======== Entries shown ========

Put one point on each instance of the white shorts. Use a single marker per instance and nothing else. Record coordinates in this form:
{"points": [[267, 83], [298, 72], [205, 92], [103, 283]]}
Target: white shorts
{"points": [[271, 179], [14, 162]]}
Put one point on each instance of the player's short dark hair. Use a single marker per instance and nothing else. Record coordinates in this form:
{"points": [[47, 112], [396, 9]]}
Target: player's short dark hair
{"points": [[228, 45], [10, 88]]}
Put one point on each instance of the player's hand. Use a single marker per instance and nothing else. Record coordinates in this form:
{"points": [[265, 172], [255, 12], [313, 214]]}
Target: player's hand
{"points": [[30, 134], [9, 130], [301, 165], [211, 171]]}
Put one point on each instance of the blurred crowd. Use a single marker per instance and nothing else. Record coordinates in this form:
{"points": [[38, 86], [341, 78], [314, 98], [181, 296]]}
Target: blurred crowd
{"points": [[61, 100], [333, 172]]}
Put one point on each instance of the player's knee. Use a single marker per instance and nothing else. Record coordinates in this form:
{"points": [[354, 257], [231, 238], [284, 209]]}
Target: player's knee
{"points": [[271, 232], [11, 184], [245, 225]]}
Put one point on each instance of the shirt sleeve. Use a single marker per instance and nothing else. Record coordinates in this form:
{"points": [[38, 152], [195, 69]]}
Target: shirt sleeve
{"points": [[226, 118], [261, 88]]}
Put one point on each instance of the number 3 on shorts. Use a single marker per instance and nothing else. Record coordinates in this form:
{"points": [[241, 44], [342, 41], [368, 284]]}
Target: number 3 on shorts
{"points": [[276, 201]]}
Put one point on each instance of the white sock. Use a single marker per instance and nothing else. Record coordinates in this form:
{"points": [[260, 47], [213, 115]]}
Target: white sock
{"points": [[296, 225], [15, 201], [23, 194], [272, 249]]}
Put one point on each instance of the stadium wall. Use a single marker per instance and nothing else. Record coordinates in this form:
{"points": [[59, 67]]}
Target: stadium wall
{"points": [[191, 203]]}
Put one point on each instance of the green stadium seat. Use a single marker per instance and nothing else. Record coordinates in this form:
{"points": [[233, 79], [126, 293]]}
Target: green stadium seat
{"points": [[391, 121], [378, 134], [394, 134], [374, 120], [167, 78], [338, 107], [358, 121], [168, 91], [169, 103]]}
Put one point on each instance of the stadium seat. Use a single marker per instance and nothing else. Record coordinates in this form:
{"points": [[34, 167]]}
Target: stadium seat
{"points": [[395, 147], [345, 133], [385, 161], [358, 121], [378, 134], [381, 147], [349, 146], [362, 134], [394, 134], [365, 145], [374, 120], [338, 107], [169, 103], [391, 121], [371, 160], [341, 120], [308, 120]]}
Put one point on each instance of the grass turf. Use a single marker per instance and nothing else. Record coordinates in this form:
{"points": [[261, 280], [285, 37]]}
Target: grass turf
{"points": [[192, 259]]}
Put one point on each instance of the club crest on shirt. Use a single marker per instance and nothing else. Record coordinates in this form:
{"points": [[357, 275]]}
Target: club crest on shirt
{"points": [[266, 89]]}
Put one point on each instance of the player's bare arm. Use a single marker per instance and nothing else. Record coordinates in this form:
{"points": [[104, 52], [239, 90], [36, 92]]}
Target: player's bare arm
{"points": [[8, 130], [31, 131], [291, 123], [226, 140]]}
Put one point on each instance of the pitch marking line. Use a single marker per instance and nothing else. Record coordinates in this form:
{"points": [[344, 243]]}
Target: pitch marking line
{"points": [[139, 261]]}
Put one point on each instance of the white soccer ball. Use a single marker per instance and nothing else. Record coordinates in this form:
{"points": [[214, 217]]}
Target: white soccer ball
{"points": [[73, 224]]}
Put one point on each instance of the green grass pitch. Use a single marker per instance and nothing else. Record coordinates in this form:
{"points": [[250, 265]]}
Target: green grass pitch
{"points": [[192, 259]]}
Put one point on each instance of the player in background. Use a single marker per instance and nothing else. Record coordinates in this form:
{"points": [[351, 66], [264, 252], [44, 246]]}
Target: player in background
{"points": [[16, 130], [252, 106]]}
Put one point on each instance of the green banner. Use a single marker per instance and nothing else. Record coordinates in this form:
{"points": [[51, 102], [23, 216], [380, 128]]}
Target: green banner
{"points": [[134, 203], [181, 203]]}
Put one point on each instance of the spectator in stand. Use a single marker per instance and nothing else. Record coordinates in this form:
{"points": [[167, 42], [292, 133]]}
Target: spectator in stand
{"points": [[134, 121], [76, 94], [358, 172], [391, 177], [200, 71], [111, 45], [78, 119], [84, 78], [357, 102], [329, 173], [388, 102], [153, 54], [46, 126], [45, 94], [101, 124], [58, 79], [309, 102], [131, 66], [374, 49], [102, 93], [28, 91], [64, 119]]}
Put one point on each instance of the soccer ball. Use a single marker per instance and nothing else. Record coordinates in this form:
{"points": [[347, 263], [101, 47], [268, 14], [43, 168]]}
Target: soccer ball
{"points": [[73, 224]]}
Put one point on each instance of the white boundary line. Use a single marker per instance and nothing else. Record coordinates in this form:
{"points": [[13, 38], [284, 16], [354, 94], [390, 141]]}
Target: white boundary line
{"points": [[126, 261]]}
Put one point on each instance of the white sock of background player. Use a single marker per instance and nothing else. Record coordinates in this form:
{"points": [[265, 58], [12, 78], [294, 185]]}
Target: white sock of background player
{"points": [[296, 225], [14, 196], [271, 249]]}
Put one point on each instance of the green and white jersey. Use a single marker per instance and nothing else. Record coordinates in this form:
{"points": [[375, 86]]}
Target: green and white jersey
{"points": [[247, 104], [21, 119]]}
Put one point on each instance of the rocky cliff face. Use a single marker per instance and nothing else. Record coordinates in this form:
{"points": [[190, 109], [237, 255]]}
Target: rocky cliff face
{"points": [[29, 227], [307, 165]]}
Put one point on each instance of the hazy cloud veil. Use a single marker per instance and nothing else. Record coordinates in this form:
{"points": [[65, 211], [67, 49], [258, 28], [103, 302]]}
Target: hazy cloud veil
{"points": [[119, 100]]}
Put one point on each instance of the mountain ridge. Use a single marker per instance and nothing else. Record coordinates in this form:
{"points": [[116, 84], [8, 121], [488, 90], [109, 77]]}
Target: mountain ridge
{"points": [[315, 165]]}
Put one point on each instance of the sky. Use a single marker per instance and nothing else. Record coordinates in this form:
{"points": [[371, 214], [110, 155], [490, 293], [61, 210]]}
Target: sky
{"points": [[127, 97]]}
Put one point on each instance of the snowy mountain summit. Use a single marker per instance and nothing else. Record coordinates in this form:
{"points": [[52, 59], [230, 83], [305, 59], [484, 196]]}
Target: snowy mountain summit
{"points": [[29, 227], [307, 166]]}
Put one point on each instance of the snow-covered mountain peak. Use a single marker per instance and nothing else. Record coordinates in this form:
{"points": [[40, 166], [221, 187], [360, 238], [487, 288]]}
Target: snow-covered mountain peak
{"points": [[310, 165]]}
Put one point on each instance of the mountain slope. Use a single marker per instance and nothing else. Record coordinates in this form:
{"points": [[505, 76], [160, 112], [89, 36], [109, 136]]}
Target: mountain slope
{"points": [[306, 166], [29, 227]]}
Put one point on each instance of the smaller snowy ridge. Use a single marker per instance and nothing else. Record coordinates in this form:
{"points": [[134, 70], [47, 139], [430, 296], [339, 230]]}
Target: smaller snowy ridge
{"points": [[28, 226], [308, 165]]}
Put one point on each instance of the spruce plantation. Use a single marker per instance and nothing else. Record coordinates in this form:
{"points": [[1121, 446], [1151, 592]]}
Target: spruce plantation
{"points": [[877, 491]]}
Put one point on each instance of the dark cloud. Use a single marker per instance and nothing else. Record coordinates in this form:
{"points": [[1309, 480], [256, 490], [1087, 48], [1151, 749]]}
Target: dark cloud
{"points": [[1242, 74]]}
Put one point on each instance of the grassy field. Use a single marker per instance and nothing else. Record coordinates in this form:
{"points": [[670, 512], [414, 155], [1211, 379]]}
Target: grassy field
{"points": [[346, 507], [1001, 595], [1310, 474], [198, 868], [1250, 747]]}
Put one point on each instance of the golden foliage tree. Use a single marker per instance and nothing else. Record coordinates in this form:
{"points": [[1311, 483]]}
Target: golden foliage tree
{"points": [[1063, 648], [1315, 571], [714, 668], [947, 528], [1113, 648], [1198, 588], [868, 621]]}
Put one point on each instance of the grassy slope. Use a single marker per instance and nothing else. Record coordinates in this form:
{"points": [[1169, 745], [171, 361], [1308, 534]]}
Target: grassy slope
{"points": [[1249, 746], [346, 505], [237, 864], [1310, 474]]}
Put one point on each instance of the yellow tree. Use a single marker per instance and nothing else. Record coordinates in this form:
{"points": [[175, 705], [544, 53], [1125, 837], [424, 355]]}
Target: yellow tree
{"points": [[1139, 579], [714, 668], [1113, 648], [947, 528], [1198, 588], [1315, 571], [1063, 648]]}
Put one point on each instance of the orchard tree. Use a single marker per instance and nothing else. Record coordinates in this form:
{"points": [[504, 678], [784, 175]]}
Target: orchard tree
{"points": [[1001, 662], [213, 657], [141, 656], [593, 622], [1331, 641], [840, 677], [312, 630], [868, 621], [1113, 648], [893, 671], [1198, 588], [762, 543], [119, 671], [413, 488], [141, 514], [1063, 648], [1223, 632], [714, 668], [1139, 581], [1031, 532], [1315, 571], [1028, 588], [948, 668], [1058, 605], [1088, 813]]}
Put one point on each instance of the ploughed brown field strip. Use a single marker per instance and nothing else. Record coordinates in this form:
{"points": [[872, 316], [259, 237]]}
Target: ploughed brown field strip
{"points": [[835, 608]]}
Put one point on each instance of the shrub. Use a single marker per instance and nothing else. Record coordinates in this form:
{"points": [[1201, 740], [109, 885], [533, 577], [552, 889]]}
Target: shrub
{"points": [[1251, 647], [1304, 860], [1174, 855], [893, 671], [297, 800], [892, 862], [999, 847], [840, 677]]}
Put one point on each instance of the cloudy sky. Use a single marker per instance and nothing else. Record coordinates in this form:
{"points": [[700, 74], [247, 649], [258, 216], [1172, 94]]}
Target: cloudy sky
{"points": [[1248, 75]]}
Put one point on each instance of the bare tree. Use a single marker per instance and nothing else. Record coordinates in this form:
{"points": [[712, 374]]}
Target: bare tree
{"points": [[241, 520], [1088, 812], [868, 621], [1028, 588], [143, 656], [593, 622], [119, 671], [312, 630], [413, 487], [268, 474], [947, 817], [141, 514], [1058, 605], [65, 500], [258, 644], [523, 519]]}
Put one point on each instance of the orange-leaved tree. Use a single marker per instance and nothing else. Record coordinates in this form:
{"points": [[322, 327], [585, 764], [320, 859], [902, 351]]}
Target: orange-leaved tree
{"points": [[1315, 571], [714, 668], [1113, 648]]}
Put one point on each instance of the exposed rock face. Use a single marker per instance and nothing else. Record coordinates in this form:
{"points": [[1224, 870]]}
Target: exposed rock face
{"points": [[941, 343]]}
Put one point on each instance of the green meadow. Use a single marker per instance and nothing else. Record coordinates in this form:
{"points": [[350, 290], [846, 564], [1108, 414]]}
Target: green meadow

========

Revise the stretch from the line containing "Put one point on each instance of the bare" through the line containing "Target: bare tree" by replacing "bare tree" with "leafless tree", leaving all else unchanged, and give back only those lines.

Put one point on each instance of the leafless tree. Use a single marker per instance and nothing else. Record coordinates in this form:
{"points": [[712, 374]]}
Target: leafless tree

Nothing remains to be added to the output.